## EXTRAIT DU TEXTE
_ _ _ _ _

Pourtant, l'asclépiade est aussi considérée comme une plante comestible dont on mange les boutons floraux, les tiges, les feuilles ou encore les fruits lorsque tous sont jeunes. Une firme spécialisée dans la vente de plantes sauvages en offre régulièrement en pot et on peut parfois même en trouver à l'état frais dans des marchés publics. Certains restaurants raffinés en servent parfois à leur clientèle. J'en ai cuisiné d'ailleurs à quelques reprises notamment en tempura. Le hic, c'est qu'un repas d'asclépiades pourrait vous mener à l'hôpital et même au cimetière.

_ _ _ _ _

## DONNÉES ÉTUDIÉES
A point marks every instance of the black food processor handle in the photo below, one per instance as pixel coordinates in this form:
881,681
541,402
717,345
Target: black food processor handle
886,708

_ _ _ _ _

## CONSIGNE DE TRAVAIL 1
Traduisez en anglais la phrase suivante, tirée du texte sur l'asclépiade : « Certains restaurants raffinés en servent parfois à leur clientèle. »
## CONSIGNE DE TRAVAIL 2
Rédigez la suite du texte sur l'asclépiade, à partir de sa dernière phrase.
La consultation des lignes n'est pas requise.

## RÉPONSE FINALE 1
Some upscale restaurants occasionally serve it to their customers.

## RÉPONSE FINALE 2
Une tasse suffit

Une des dernières parutions du magazine Clinical Toxicology rapporte le cas d'un homme de 69 ans sauvé in extremis à l'hôpital après avoir mangé environ une tasse d'asclépiade commune trouvée sur son terrain. Selon le chercheur qui s'est penché sur ce cas et cosignataire de l'article scientifique, le Dr Nathan Charlton, de l'École de médecine de l'Université de la Virginie, le patient avait mangé uniquement des tiges de la plante et quelques feuilles. «Il se souvenait étant jeune d'avoir mangé de l'asclépiade cuisinée par sa mère mais ne pouvait se rappeler comment elle procédait, a expliqué le médecin à La Presse. Il s'est donc contenté de faire sauter les morceaux d'asclépiade dans une poêle, ignorant le danger que représentait son mets. Deux heures plus tard, les premiers symptômes faisaient leur apparition.»

L'asclépiade contient une dangereuse toxine: la cardénolide. Celle-ci peut provoquer un arrêt cardiaque. Faute de soins immédiats, le patient serait décédé. La réaction de la cardénoline avec des médicaments utilisés pour stabiliser le coeur, par exemple, peut entraîner aussi de graves complications cardiaques.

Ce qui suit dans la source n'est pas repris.